### Selected excerpt

By William S. Beckett

At the Charles Playhouse, through February 28

EDWARD ALBEE knows who the most destructive people are: they are the bright ones, the ones who are intelligent enough to know how to probe at each other's lives, uncover weakness, and carefully irritate sensitive spots and tear open old wounds. Who's Afraid of Virgina Woolf. Albee's play about a perceptive but weak history professor and his dominant, contemptuous wife, pits two destructive people against each other, and against their two unprepared and very vulnerable guests. The actors of the Atma Theater Company's current production, now playing at the Charles Playhouse, make it a very interesting evening indeed.

Virginia Woolf is a study in gamesmanship, gamesmanship that comes more and more into the open as the evening gets later and the characters drunker. A post faculty-party get-together reaches the point where pretenses and defenses have completely fallen before a siege of garbled speech and very clearly pointed conversation. The games are played for more than prestige-points; the stakes rise until two players are at each other's throats and the two others are very nearly at the point of psychological defeat.

Albee is a master of booze-prose; he knows how to create, and make good use of, the changing effects of a long, group drunk. Drunkenness is a dimension of the play, one that changes with time, allows constant development of the characters and permits repetition and refinement of the themes. Frank McCarthy and Cathie Robinson as the middle-aged history professor George and his bitch wife Martha, and Al Ronzio and Lori Heineman as their young faculty-party acquaintances, Nick and Honey, work well under the requirements of this changing dimension. Much of the success of the Atma production of Virginia Woolf depends on the four actors' ability to alter their speech, motions, and emotions in the constantly changing context of their characters' drunkenness, and on the ability of their director, Sam Shamshack, to guide them in doing this.

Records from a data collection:
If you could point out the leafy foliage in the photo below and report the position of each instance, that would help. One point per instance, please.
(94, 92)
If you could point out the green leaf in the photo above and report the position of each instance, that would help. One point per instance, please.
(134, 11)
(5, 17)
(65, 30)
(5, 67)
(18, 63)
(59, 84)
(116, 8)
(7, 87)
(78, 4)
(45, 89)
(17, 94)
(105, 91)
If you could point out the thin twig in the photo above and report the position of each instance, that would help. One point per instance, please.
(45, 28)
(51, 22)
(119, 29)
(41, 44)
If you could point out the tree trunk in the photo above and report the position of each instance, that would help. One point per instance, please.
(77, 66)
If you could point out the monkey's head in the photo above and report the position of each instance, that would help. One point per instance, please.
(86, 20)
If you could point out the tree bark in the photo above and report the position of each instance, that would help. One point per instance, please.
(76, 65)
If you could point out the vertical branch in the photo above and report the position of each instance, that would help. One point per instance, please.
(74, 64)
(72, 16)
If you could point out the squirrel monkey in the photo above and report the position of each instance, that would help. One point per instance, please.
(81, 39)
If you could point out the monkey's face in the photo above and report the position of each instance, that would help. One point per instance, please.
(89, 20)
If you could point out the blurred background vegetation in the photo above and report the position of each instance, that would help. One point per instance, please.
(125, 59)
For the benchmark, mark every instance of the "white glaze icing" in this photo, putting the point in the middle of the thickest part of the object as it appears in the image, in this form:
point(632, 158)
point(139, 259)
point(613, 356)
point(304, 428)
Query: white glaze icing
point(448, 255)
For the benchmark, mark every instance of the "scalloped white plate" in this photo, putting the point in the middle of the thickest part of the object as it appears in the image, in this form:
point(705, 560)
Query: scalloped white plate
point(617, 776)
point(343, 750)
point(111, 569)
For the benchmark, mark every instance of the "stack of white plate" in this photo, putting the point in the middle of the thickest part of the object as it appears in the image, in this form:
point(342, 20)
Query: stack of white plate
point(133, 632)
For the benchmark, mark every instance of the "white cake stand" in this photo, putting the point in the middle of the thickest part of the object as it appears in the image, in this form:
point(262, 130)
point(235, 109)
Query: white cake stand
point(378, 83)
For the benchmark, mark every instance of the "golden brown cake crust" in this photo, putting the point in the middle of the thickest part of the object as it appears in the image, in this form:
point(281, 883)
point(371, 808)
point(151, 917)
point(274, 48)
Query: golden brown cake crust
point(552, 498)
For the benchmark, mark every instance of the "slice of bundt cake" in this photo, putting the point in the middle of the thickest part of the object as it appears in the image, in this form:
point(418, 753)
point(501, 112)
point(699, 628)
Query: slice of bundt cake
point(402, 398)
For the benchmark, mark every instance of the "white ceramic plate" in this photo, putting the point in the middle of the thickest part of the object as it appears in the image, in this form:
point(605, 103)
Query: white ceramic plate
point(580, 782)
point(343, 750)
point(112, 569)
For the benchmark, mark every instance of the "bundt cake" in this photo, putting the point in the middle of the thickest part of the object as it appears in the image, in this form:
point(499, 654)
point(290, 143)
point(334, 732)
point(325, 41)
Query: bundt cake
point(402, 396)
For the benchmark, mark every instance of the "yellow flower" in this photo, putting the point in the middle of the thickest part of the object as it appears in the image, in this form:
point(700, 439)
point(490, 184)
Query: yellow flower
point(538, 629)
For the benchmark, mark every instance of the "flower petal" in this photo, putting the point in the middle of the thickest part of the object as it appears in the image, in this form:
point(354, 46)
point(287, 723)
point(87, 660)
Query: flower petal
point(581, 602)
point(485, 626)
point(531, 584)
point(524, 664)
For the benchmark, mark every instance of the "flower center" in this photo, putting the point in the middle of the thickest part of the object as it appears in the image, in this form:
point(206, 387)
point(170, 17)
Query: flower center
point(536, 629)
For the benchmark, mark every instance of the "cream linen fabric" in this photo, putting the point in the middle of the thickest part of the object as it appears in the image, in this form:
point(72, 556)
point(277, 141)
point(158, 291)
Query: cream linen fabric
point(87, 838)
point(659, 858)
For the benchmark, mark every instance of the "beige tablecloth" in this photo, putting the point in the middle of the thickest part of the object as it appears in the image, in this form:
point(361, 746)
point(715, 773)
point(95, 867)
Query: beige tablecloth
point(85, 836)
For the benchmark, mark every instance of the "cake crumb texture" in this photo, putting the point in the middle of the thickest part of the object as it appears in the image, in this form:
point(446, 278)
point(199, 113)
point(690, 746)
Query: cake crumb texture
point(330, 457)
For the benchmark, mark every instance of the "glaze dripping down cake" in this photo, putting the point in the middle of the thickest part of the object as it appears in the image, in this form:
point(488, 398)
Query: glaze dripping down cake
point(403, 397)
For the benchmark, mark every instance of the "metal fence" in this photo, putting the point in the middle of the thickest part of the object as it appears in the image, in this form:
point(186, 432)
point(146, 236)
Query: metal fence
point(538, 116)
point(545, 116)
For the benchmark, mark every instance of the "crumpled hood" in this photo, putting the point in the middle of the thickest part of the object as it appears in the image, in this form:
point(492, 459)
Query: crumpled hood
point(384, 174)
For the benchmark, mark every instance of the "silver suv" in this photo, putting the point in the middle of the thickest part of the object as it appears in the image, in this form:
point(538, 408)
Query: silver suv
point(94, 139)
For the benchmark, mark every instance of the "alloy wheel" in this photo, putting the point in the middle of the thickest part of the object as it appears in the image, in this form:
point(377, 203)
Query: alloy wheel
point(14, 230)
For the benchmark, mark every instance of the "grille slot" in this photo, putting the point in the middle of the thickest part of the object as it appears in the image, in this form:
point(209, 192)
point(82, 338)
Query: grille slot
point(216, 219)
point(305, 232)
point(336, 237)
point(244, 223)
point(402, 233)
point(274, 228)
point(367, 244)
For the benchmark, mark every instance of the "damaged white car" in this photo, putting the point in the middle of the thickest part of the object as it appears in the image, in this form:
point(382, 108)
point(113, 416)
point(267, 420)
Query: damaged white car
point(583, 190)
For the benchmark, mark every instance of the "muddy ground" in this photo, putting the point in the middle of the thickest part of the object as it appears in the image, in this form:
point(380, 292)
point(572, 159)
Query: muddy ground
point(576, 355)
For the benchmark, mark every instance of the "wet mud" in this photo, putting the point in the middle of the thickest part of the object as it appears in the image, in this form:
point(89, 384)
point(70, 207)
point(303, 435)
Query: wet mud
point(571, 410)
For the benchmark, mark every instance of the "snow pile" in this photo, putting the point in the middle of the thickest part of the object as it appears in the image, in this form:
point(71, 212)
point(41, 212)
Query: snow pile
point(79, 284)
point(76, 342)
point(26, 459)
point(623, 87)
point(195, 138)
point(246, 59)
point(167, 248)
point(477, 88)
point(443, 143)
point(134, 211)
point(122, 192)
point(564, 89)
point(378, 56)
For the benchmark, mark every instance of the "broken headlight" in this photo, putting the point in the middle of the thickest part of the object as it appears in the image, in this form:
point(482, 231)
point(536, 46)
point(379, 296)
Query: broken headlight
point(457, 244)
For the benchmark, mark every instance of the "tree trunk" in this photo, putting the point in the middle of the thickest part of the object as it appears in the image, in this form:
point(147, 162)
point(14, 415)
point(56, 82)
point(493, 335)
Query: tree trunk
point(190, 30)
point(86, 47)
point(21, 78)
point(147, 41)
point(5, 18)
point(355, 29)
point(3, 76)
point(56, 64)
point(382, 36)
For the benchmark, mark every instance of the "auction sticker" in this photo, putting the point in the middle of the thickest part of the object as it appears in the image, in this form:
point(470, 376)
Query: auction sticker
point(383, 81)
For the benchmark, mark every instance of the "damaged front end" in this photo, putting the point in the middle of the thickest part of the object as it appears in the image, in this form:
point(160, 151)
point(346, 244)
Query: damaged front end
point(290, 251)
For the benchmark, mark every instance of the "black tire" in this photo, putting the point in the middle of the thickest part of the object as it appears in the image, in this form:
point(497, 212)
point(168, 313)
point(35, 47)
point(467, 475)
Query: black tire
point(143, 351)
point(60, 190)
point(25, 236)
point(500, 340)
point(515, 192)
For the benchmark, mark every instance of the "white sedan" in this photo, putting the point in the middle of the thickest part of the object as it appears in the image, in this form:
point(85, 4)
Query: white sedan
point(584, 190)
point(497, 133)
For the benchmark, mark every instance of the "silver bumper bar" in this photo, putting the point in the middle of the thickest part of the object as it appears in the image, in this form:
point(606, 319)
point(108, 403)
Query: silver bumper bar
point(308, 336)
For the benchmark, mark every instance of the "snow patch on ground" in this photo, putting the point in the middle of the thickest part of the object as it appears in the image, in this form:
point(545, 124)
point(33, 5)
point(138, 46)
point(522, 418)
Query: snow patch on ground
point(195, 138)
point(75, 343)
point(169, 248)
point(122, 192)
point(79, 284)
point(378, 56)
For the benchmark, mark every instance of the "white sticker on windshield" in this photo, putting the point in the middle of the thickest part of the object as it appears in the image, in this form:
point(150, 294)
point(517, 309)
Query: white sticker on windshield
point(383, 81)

### Instructions
a: Condense the paragraph of the review beginning "Virginia Woolf is a study in gamesmanship" while keeping its main facts.
b: Output the passage of the review between "Albee is a master" and "in doing this.", inclusive, word for word.

### Solutions to the exercise
a: The play is a study in gamesmanship that grows more open as the night wears on and the characters get drunker. At a gathering after a faculty party, pretenses and defenses collapse under garbled speech and pointed conversation. The stakes go beyond prestige: two players end up at each other's throats, and the other two come close to psychological defeat.

b:
Albee is a master of booze-prose; he knows how to create, and make good use of, the changing effects of a long, group drunk. Drunkenness is a dimension of the play, one that changes with time, allows constant development of the characters and permits repetition and refinement of the themes. Frank McCarthy and Cathie Robinson as the middle-aged history professor George and his bitch wife Martha, and Al Ronzio and Lori Heineman as their young faculty-party acquaintances, Nick and Honey, work well under the requirements of this changing dimension. Much of the success of the Atma production of Virginia Woolf depends on the four actors' ability to alter their speech, motions, and emotions in the constantly changing context of their characters' drunkenness, and on the ability of their director, Sam Shamshack, to guide them in doing this.